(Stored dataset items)
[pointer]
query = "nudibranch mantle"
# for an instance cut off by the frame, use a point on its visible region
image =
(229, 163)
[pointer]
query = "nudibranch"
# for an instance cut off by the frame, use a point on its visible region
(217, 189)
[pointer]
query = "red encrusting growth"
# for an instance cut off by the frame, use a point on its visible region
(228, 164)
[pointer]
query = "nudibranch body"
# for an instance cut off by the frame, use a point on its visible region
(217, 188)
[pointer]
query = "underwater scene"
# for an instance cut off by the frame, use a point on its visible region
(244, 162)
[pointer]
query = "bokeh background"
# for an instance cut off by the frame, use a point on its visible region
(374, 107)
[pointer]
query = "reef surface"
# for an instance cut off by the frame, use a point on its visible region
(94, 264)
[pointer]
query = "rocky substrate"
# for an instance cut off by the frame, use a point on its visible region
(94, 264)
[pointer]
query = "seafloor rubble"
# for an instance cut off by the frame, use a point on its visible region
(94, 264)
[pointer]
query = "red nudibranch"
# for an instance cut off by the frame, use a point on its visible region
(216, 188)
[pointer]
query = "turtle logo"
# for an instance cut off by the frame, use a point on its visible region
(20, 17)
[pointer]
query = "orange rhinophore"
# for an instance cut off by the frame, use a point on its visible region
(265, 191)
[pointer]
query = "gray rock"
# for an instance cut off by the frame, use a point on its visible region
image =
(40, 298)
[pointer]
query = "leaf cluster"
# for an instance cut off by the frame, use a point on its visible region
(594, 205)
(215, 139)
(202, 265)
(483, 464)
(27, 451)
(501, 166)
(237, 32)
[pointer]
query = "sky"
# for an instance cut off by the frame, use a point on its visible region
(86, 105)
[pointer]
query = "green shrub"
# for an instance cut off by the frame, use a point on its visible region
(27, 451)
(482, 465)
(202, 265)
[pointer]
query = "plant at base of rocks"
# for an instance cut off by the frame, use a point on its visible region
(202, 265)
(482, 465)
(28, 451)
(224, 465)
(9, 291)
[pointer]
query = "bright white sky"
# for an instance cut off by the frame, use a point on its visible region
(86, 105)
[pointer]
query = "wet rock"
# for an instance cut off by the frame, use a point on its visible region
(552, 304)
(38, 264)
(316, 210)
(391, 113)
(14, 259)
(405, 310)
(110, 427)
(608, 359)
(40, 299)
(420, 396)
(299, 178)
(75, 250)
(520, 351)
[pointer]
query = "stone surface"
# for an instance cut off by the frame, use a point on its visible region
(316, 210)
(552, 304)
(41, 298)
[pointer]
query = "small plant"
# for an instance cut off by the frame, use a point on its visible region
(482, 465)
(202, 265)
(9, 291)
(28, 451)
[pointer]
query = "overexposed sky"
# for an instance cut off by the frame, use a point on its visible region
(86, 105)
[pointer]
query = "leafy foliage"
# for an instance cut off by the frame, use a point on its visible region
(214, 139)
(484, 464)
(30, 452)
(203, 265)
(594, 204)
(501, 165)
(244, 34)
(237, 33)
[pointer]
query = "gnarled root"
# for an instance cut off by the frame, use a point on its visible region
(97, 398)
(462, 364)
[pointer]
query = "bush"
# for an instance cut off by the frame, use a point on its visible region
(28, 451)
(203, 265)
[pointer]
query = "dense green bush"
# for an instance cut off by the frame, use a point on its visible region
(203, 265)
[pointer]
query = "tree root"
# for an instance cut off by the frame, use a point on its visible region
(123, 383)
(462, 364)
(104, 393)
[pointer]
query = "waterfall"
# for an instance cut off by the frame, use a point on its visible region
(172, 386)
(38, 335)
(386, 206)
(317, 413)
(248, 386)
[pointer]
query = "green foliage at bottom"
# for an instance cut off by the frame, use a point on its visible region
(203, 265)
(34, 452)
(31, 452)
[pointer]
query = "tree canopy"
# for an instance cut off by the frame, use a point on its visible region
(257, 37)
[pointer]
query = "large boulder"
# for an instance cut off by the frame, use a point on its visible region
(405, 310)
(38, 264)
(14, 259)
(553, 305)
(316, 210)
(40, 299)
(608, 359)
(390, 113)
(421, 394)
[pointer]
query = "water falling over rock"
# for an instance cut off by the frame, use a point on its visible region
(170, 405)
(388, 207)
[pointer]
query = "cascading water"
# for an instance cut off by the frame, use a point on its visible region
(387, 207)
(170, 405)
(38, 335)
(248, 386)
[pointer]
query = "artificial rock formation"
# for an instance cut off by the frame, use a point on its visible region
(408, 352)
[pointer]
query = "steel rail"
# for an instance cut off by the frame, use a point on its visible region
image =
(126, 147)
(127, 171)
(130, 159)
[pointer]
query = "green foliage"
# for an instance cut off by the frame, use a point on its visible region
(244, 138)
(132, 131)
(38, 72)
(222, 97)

(Exercise description) Make an exact copy of every entry.

(The answer)
[pointer]
query = "nudibranch mantle"
# for an instance cut off by the frame, use a point on its visible region
image =
(229, 163)
[pointer]
query = "nudibranch"
# for an instance cut off by the frame, use a point on its visible region
(217, 189)
[pointer]
query = "red encrusting growth"
# for an instance cut off by the frame, use a point on its visible region
(228, 164)
[pointer]
query = "nudibranch body"
# for an instance cut off by the frame, use a point on its visible region
(217, 188)
[pointer]
query = "underwater scene"
# for an instance cut off by the frame, use a point on its visible region
(244, 162)
[pointer]
query = "bokeh background"
# for an instance cut off by the frame, use a point on its visible region
(374, 107)
[pointer]
query = "reef surface"
# for an instance cut off by the frame, use a point on its visible region
(94, 264)
[pointer]
query = "rocky substrate"
# for an instance cut off by the frame, use a point on its visible region
(94, 264)
[pointer]
query = "seafloor rubble"
# for an instance cut off by the frame, use a point on its visible region
(94, 264)
[pointer]
query = "red nudibranch"
# for an instance cut off by the frame, use a point on its visible region
(216, 188)
[pointer]
query = "turtle logo"
# for an instance cut off by the frame, use a point on its visible region
(20, 17)
[pointer]
query = "orange rhinophore"
# for an instance cut off by the frame, use a point on its visible region
(265, 191)
[pointer]
query = "gray rock"
# for an instance cut off by the frame, use a point on its visible region
image =
(40, 298)
[pointer]
query = "leaf cluster"
# for an instance cut off by the frame, use a point on its visible region
(594, 205)
(215, 139)
(202, 265)
(483, 464)
(27, 451)
(501, 166)
(237, 32)
[pointer]
query = "sky"
# for an instance cut off by the frame, use a point on its visible region
(86, 105)
[pointer]
query = "green shrub"
# for an instance cut off by the frame, use a point on its visible region
(27, 451)
(482, 465)
(202, 265)
[pointer]
query = "plant at base of rocks"
# for an instance cut off by the frame, use a point on its visible region
(202, 265)
(482, 465)
(28, 451)
(224, 465)
(9, 291)
[pointer]
query = "bright white sky"
# for an instance cut off by the frame, use a point on its visible region
(86, 105)
[pointer]
query = "wet rock"
# for an instance cut off by the frame, use a point on its visible region
(552, 304)
(38, 264)
(316, 210)
(391, 113)
(14, 259)
(405, 310)
(110, 427)
(608, 359)
(40, 299)
(420, 396)
(299, 178)
(75, 250)
(520, 351)
[pointer]
query = "stone surface"
# for an instance cut off by the frame, use a point on its visible region
(316, 210)
(552, 304)
(41, 298)
[pointer]
query = "small plant"
# for an instance cut off by the frame, use a point on its visible region
(482, 465)
(202, 265)
(9, 291)
(28, 451)
[pointer]
query = "overexposed sky"
# for an instance cut off by the frame, use a point on its visible region
(86, 105)
[pointer]
query = "leafy foliage"
# for an instance cut off by the frame, use a point on its visible region
(214, 139)
(484, 464)
(30, 452)
(203, 265)
(594, 204)
(501, 165)
(244, 34)
(237, 33)
[pointer]
query = "gnarled root"
# for an instance cut off by the frame, use a point on its visible region
(97, 398)
(462, 364)
[pointer]
query = "bush"
# for an instance cut off by the frame, use a point on its visible region
(28, 451)
(203, 265)
[pointer]
query = "dense green bush"
# for an instance cut off by the frame, use a point on its visible region
(203, 265)
[pointer]
query = "tree root"
# for an instance cut off by the frame, use a point on its visible region
(123, 383)
(462, 364)
(104, 393)
[pointer]
query = "waterfall"
# for an instance cut off by the frame, use a point on its visible region
(172, 386)
(38, 335)
(386, 206)
(317, 413)
(248, 386)
[pointer]
query = "green foliage at bottom"
# for an instance cut off by the frame, use a point on its visible region
(203, 265)
(34, 452)
(31, 452)
[pointer]
query = "tree canopy"
# for an instance cut off by the frame, use a point on its visible region
(257, 37)
[pointer]
query = "large boulder"
# for an instance cut off by the frame, use a point on its visible region
(405, 310)
(38, 264)
(14, 259)
(553, 305)
(316, 210)
(40, 299)
(608, 359)
(390, 113)
(421, 394)
[pointer]
query = "water falling over rock"
# for an instance cut off by the frame, use a point on its visible region
(170, 405)
(388, 207)
[pointer]
query = "cascading water"
# for an instance cut off by the frame, use a point on its visible region
(387, 207)
(170, 405)
(38, 335)
(248, 386)
[pointer]
query = "artificial rock formation"
# for an instance cut off by the frame, use a point on its visible region
(408, 352)
[pointer]
query = "steel rail"
# for an instance cut off by the frame, use a point on its visible region
image =
(126, 147)
(127, 171)
(130, 159)
[pointer]
query = "green foliage"
# for an instance cut off by the frame, use a point on its visible region
(244, 138)
(132, 131)
(38, 72)
(222, 97)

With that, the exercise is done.